• [Goal]
Starting at the line with "Where can you see the camouflage jacket", transcribe each line through the final one, both included, and add nothing.

Coordinate annotation entries

<<<<

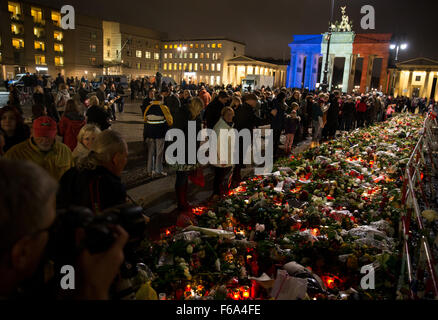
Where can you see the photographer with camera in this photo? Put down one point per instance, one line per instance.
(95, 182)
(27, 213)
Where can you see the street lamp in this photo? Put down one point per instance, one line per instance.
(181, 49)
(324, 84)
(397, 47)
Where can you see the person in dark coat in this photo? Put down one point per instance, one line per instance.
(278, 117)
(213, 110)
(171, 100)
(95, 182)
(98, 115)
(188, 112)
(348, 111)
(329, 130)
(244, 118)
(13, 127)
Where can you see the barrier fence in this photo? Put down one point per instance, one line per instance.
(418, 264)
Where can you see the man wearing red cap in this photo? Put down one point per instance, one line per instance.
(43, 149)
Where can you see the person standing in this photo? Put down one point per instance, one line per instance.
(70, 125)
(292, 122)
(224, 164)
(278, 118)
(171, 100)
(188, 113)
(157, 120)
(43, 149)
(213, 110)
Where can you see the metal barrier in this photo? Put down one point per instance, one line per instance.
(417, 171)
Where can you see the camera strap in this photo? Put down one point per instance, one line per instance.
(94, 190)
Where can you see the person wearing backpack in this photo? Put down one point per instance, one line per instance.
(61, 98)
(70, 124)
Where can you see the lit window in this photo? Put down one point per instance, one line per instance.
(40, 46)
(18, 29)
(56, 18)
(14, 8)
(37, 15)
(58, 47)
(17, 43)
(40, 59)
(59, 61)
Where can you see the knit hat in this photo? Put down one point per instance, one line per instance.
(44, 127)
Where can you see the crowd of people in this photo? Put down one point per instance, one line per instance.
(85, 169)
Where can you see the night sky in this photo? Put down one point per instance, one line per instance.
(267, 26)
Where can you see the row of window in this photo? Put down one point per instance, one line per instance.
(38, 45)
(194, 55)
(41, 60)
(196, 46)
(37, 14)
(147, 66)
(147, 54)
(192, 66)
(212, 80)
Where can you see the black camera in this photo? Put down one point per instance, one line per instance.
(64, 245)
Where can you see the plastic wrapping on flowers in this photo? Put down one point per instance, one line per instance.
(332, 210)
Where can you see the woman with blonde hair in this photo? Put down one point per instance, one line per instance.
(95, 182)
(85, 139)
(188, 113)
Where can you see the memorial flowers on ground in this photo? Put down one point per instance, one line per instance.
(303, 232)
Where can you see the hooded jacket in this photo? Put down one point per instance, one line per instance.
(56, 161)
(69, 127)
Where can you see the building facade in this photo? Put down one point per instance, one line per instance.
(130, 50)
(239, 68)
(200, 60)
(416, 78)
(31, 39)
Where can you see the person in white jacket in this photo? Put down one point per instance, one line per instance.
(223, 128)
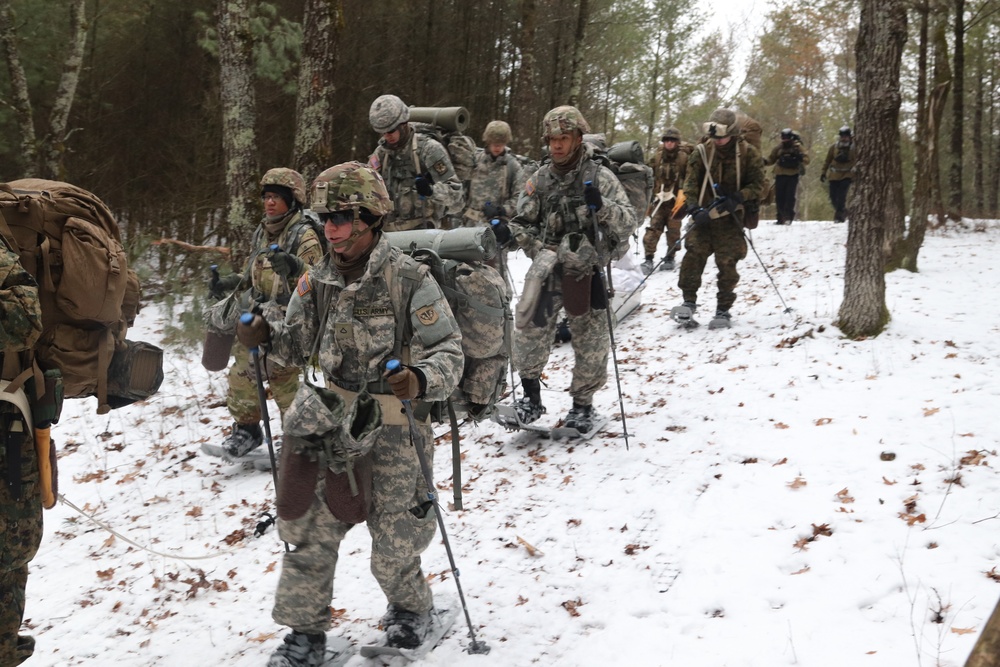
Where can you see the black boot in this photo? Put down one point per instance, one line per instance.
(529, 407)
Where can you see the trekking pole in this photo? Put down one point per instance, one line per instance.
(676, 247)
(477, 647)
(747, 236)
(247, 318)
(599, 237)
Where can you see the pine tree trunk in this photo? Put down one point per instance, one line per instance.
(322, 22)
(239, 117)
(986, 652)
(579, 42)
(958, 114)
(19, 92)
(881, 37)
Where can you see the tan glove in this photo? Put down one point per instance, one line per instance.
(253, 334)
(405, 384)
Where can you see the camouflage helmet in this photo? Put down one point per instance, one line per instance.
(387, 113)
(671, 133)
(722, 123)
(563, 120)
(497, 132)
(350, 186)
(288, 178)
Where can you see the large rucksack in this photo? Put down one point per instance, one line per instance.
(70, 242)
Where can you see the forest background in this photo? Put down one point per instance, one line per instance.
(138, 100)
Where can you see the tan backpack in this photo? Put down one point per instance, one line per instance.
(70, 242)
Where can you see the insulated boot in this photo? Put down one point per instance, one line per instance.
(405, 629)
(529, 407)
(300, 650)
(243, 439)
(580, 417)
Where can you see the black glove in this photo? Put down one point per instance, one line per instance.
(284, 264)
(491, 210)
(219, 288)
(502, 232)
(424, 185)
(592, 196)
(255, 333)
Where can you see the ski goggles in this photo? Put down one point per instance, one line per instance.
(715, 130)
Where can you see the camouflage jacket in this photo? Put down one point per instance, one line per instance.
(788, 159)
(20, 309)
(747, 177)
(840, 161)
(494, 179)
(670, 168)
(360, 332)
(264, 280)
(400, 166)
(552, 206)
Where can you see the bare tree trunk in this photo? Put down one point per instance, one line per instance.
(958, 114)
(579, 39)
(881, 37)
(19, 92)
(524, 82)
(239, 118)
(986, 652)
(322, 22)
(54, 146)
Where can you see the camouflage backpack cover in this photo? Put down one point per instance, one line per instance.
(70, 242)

>>>>

• [Solution]
Where can you see the camouflage jacket in this photo? Put down one point per instance, one line per instance.
(788, 159)
(20, 309)
(747, 177)
(840, 161)
(494, 179)
(670, 168)
(360, 332)
(264, 280)
(400, 166)
(552, 206)
Where can you see the bare tree trunk in this photo? Put down one point per instance, one line per instance.
(958, 114)
(579, 39)
(881, 37)
(19, 92)
(524, 82)
(239, 118)
(986, 652)
(322, 22)
(54, 146)
Where can you see the camouflage backpack cover in this photo? Put down one point per instance, one line per instance.
(70, 242)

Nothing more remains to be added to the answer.